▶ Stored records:
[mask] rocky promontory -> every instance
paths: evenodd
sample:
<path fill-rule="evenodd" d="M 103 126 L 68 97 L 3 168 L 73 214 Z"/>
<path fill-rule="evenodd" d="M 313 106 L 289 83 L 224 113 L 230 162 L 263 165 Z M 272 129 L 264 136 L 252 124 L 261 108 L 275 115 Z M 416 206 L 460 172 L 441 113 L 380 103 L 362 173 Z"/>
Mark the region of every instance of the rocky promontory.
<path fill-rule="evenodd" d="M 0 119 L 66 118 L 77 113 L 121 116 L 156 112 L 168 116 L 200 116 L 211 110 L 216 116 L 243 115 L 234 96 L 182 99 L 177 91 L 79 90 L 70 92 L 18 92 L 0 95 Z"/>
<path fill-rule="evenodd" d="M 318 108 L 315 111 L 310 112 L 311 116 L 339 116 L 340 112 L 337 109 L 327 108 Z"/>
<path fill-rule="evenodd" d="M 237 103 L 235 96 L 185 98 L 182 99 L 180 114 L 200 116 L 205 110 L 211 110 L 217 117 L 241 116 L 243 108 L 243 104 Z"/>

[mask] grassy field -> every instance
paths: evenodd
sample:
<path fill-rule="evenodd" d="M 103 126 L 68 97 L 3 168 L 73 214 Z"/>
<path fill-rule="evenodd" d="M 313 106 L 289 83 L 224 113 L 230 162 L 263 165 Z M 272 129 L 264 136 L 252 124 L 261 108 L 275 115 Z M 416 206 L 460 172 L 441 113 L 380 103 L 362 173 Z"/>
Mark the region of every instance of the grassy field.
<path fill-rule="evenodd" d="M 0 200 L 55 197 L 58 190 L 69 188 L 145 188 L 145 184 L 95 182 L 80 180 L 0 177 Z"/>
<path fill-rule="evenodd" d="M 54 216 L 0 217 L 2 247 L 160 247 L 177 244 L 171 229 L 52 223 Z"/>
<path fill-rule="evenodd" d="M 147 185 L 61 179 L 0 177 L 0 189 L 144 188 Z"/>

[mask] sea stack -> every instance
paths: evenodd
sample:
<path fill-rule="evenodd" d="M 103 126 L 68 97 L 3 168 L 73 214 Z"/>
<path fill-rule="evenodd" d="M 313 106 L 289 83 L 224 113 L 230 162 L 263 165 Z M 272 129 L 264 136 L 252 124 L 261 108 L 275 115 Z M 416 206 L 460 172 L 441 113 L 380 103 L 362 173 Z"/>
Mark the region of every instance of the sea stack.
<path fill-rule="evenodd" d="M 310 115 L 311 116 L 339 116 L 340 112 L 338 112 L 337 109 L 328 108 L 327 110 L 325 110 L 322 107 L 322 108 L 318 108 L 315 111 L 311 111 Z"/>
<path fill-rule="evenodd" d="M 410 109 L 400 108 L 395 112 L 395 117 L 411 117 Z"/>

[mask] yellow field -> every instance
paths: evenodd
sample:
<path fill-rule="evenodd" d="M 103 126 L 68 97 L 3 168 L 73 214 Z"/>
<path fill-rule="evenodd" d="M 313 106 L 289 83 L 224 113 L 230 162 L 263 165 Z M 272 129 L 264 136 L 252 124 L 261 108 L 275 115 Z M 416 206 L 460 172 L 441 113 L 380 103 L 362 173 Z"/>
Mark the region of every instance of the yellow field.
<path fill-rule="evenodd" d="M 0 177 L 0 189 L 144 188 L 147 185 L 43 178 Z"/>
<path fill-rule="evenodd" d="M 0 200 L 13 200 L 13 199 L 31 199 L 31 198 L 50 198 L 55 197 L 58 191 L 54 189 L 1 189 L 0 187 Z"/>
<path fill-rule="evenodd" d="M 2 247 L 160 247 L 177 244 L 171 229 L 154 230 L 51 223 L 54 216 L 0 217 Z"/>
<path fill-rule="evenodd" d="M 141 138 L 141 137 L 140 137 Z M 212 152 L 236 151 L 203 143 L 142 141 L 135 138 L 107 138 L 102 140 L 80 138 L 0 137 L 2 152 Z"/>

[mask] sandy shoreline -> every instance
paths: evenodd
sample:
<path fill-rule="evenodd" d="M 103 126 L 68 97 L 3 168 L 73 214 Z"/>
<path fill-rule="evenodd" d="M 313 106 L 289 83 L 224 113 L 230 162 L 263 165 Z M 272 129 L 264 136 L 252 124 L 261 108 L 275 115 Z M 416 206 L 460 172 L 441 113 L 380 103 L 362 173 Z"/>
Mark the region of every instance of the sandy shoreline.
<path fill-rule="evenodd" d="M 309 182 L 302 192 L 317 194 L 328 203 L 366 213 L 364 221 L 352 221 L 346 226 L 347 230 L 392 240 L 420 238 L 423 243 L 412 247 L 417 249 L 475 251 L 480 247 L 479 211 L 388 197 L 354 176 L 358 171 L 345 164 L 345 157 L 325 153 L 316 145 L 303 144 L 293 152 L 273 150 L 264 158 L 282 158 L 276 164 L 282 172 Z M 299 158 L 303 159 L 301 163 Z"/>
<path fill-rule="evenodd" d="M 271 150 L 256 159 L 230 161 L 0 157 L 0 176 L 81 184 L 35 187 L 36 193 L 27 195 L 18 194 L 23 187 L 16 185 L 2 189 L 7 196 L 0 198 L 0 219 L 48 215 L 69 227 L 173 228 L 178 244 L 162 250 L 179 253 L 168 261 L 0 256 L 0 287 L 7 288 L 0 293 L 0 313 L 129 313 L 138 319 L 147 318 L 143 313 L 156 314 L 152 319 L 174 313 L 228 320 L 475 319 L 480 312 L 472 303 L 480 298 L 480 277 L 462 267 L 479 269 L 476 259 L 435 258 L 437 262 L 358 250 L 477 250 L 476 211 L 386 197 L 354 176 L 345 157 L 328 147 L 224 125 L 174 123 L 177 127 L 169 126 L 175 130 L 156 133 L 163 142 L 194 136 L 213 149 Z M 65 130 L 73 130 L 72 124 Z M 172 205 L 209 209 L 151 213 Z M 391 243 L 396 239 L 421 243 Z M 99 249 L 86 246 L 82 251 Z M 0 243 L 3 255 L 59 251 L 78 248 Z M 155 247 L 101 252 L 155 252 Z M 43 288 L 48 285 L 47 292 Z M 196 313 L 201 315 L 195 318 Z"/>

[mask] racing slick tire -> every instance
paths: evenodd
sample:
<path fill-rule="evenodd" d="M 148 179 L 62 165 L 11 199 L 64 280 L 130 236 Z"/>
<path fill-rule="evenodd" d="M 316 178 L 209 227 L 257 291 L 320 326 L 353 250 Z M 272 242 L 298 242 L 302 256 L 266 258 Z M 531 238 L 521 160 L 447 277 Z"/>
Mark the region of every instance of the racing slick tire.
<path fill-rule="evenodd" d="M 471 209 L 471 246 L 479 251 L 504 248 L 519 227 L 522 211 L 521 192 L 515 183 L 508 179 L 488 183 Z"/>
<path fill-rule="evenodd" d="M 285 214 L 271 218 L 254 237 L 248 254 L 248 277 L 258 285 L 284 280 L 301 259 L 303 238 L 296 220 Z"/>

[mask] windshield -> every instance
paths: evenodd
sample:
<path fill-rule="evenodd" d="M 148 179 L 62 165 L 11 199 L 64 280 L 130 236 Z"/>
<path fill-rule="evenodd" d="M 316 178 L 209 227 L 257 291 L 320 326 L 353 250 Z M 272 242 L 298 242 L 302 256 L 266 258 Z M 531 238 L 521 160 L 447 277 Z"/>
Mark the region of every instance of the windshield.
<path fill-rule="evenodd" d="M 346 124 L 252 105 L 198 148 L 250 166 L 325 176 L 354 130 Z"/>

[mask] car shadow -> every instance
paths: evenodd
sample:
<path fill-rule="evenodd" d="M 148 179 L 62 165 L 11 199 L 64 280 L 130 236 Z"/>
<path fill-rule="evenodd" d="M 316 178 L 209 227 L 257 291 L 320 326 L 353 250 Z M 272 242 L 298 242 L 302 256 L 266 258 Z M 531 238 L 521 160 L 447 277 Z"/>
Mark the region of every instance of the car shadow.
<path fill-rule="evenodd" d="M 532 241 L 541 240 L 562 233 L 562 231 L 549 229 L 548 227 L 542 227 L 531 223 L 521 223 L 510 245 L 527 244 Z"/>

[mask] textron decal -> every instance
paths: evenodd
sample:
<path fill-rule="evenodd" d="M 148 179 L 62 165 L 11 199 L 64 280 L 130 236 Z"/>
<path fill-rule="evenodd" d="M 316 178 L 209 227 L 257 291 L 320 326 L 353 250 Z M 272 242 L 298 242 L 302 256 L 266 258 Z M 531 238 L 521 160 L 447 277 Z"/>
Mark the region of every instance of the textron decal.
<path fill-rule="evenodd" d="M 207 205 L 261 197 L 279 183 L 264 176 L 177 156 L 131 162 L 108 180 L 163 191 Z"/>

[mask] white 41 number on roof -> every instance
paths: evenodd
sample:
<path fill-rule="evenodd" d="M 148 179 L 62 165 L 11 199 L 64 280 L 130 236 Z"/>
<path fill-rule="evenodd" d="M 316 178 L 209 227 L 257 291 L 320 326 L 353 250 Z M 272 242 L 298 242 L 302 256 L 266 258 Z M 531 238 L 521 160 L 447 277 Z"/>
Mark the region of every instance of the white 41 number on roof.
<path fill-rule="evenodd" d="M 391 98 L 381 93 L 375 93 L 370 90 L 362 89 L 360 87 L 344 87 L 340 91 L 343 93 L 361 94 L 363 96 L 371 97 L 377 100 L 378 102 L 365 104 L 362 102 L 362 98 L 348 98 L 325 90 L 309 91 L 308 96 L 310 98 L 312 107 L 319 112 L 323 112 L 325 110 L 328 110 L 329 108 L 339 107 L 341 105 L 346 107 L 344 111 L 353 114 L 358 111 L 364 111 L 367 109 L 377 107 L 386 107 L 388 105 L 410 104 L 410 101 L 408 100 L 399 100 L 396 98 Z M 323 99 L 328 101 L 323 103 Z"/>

▶ What to produce: Only a number is wanted here: the count of lines above that contain the word "mask".

▶ Your response: 10